**EXERCISE INSTRUCTIONS**
Pick out and copy each line of the records below that contains the string "paper". Case counts.

Stored entries
▼▼▼

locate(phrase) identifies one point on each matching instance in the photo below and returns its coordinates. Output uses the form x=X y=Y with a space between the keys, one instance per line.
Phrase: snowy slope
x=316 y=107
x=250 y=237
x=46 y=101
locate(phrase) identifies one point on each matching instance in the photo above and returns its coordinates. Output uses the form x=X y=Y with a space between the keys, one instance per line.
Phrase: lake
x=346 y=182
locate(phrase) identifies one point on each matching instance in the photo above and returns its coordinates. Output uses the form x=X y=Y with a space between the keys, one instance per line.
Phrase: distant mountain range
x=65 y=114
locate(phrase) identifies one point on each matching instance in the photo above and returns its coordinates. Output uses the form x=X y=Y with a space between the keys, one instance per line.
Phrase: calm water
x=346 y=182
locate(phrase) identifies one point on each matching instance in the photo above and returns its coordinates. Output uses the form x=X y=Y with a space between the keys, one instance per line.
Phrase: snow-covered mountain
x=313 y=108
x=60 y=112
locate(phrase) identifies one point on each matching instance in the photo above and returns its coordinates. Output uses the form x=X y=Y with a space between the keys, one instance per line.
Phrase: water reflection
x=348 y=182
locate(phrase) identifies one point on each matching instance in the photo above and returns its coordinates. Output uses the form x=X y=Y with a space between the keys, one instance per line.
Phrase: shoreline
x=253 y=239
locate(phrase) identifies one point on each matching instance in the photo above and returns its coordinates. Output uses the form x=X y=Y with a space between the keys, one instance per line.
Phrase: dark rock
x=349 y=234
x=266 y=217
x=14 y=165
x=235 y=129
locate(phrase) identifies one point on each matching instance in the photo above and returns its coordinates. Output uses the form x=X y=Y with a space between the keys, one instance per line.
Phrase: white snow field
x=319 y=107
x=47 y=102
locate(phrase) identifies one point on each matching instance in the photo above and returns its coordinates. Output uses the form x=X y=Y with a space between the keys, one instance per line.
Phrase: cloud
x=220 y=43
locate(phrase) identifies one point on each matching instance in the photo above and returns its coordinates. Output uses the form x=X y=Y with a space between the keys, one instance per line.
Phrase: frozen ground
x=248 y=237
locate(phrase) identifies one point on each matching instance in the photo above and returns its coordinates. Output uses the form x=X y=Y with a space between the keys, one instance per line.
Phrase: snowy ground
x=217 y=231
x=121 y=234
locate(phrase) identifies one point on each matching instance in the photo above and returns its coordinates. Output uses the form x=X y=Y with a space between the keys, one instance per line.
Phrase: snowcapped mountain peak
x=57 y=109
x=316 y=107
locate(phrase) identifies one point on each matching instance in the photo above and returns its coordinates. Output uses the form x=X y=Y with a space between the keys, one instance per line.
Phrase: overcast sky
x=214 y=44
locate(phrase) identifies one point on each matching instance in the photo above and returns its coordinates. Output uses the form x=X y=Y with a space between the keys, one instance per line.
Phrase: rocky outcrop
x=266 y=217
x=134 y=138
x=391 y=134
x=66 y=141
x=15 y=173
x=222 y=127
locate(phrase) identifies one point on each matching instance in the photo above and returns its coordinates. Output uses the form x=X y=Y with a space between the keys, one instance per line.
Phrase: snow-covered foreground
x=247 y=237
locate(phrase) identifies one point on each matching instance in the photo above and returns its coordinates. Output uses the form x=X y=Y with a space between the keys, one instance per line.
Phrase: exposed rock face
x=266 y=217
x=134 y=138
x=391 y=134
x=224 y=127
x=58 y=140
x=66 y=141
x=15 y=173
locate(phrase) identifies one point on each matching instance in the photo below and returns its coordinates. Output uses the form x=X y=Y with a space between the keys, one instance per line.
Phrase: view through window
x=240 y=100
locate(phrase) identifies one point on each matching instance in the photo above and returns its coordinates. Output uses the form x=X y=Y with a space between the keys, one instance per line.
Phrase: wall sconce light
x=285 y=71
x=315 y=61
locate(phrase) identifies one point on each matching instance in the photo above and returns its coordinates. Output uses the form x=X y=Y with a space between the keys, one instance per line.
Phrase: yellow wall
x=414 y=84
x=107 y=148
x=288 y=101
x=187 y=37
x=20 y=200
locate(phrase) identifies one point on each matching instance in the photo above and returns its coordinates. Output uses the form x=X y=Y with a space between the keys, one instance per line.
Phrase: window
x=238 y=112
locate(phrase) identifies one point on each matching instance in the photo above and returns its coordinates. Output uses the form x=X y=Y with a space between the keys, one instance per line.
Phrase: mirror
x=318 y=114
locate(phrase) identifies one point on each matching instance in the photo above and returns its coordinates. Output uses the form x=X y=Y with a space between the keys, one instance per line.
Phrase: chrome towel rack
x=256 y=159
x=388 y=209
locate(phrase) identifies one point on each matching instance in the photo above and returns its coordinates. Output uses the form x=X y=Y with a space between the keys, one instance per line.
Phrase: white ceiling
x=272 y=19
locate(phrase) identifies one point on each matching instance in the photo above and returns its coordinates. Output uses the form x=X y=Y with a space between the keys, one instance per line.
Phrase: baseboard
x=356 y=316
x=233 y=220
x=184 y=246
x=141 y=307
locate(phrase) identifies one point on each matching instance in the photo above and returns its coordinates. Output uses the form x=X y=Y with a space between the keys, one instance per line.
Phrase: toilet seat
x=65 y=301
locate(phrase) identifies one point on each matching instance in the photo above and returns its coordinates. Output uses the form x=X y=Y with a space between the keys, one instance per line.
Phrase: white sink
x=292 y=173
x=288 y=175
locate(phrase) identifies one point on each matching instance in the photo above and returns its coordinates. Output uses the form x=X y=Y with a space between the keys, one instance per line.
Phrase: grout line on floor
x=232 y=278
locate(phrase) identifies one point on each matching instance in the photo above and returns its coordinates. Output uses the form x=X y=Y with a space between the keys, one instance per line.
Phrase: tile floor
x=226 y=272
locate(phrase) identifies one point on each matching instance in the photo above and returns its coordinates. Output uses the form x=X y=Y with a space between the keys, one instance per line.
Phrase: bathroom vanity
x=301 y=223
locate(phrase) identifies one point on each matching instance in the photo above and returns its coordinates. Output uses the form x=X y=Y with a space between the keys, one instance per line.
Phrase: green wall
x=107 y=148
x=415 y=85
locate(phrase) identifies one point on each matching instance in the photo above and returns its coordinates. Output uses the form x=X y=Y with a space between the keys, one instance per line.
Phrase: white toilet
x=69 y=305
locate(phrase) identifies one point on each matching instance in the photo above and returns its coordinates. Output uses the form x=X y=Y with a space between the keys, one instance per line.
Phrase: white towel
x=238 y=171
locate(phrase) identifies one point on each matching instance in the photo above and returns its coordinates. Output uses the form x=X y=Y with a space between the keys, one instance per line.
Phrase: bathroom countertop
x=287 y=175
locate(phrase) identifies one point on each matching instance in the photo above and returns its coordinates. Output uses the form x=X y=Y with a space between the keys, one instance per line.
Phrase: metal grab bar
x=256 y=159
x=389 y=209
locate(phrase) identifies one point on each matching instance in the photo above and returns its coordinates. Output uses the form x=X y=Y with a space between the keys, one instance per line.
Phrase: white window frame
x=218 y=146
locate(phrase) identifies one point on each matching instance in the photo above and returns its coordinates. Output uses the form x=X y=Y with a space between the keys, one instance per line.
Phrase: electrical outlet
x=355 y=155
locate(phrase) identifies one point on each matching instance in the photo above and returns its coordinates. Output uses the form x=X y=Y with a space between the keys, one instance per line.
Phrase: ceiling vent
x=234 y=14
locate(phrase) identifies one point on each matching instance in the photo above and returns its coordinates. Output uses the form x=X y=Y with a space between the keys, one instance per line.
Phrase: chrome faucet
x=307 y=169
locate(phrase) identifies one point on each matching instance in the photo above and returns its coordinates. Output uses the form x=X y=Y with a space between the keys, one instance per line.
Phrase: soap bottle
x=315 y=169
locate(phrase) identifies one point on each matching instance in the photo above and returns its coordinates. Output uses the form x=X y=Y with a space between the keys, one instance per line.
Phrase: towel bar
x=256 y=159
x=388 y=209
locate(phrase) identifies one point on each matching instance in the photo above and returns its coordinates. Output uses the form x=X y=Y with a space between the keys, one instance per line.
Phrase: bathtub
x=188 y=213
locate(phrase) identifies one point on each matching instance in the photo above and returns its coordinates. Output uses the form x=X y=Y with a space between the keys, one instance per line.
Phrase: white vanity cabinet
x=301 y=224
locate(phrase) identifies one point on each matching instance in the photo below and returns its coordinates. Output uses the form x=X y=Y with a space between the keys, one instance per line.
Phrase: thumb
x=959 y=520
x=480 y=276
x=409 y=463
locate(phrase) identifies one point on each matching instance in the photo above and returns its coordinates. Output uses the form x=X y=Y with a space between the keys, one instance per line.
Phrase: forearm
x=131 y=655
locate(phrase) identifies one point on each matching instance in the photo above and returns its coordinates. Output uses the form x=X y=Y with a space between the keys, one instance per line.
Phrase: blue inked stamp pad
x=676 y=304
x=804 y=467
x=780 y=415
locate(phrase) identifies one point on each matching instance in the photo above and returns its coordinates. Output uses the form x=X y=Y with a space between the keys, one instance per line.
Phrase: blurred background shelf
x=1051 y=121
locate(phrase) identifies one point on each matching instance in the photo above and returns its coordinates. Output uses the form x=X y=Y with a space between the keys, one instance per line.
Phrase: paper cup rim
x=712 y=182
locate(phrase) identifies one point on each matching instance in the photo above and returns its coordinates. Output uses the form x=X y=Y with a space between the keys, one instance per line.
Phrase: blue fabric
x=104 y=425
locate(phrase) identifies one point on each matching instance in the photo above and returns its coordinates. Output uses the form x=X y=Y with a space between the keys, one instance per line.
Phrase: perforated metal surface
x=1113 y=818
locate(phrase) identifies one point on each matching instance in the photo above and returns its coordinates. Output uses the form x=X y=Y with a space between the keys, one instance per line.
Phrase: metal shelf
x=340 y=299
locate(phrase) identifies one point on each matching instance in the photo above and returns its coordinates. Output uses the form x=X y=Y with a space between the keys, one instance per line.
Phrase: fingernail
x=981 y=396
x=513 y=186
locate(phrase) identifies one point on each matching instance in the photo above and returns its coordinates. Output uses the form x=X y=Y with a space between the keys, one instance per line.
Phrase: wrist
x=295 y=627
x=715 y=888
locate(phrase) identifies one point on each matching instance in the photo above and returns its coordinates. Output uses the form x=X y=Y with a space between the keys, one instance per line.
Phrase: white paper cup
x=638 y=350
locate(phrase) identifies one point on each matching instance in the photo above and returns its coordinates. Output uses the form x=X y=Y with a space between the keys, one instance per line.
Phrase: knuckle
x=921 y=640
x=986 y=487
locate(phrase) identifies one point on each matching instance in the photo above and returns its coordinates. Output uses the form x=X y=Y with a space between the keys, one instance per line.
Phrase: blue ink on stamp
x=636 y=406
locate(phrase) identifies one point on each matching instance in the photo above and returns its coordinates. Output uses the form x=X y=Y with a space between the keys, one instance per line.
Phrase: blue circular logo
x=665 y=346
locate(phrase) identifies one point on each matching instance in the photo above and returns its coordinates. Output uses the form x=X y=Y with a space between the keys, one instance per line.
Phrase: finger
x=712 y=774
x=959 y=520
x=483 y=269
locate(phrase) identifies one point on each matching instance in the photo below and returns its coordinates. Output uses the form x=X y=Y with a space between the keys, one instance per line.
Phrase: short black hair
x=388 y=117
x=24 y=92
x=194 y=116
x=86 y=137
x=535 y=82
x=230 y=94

▲▲▲

**OUTPUT OF THE EXERCISE**
Phrase: paper cup rim
Phrase: white paper cup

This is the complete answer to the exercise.